DOCUMENT SEGMENT:
Sunday, December 1, 2013

Sound of Music, Civic Theatre - 12/1/13

A seat in the first row balcony provides an entirely new perspective of this beautiful theatre, which was packed with families this afternoon. But seeing a version of the original stage play also made this an unsettling performance.

We all know the movie, the songs, and in which scenes the songs are performed. This started right off with “My Favorite Things” in the Abbey, when we all know that’s the song sung “during the storm” scene. The play gave us “The Lonely Goatherd” during the storm instead.

There’s no “I Have Confidence” but there are three additional songs unknown to movie audiences, “How Can Love Survive,” “No Way To Stop It,” and “An Ordinary Couple.” The love story plot is changed and the end result remains the same but without “I Must Have Done Something Good.” Rolf is not a snitch in this play but was in the movie - major change-up.

So other than these shakeups, the production was quite effective, complete with singing nuns dispersed throughout the theatre for the opening number. Maria mis-stepped slightly while climbing her stage hill for her “The Hills Are Alive” and the choreography during the song was clumsy. Her voice went slightly sharp or flat on several numbers and she doesn’t have near the octave range of Julie Andrews (maybe Mother Abbess) but then who does?

Spot on was Mother Abbess, Darla Wortley. Looking up her bio information in the program during intermission, I found she is a member of the Opera Grand Rapids chorus; her voice was so controlled and stunning, and with a huge range. She blew the house away with her rendition of “Climb Every Mountain.”

Max Detweiler (Andrew Schneider) was hilarious and the children were all good to great. Rolf and Liesl (Joshua Regan and Lydia Blickley) were sweet in their “Sixteen Going on Seventeen” number and had obvious ballet training.  When the children sang together, the harmonies were beautiful and mesmerizing. All in all, the cast was a wonderful ensemble.

DATA LINES:
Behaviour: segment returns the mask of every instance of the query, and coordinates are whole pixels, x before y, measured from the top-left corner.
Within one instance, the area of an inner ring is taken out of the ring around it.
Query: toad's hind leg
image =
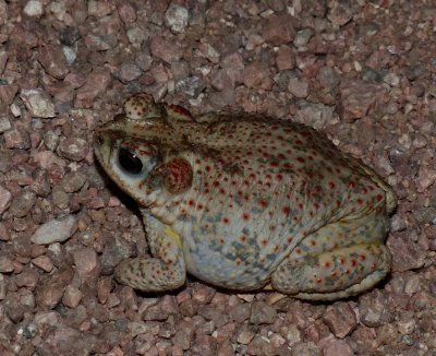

REQUIRED ACTIONS:
1: In the Sound of Music review, who played Mother Abbess?
2: Update the Sound of Music review from "Sunday, December 1, 2013" to "an unsettling performance.", changing "afternoon" to "evening".

OUTPUTS FOR THE TASKS:
1: Darla Wortley

2:
Sunday, December 1, 2013

Sound of Music, Civic Theatre - 12/1/13

A seat in the first row balcony provides an entirely new perspective of this beautiful theatre, which was packed with families this evening. But seeing a version of the original stage play also made this an unsettling performance.